** begin Provided passage **

I've been meaning to skill up in GitHub Actions for a while. You know that little tab that appears on your repo with 'Actions'? That's the one I keep failing to click on.
Recently, I decided to bite the bullet and jump on in. I learned a few things, and I thought I'd share them so that you, too, can use a GitHub Action Workflow to deploy your apps and enjoy all that sweet, sweet CI/CD like those cool DevOps kids.
The problem: I have an Azure-hosted web site build with Vue.js. Actually it's a site to help you differentiate between dalmatians and ice cream, a critical business use case. More on that another day. I need to get it to rebuild and redeploy every time I push code to its GitHub repo.

** end Provided passage **
** begin Extracted entries **

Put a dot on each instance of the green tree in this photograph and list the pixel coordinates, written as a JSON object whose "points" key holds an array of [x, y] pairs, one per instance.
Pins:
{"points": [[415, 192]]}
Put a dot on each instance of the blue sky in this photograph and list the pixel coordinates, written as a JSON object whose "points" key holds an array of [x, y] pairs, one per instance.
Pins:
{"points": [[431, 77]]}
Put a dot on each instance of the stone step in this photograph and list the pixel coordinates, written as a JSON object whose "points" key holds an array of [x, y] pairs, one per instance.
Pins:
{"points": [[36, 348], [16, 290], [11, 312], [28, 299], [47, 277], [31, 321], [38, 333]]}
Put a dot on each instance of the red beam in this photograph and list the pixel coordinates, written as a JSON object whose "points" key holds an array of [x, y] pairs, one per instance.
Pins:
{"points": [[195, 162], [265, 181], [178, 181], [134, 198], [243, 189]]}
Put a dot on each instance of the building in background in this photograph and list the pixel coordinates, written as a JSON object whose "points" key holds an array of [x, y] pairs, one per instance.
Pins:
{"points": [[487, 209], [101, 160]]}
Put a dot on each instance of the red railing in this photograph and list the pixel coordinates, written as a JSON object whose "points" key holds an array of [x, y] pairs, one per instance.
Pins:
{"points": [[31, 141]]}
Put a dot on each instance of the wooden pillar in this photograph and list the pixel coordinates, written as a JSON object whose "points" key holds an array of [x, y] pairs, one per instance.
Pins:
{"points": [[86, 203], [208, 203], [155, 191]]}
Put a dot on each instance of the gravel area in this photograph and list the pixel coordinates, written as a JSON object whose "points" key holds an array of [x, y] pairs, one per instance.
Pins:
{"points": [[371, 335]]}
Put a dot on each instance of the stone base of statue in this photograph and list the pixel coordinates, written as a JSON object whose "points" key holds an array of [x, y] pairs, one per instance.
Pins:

** end Extracted entries **

- Parts of the exercise -
A: In the GitHub Actions post, what does the site need to do every time code is pushed to its GitHub repo?
B: List every named platform, service, or framework that the GitHub Actions post mentions.

- Answers given -
A: It needs to rebuild and redeploy.

B: GitHub, GitHub Actions, Azure, Vue.js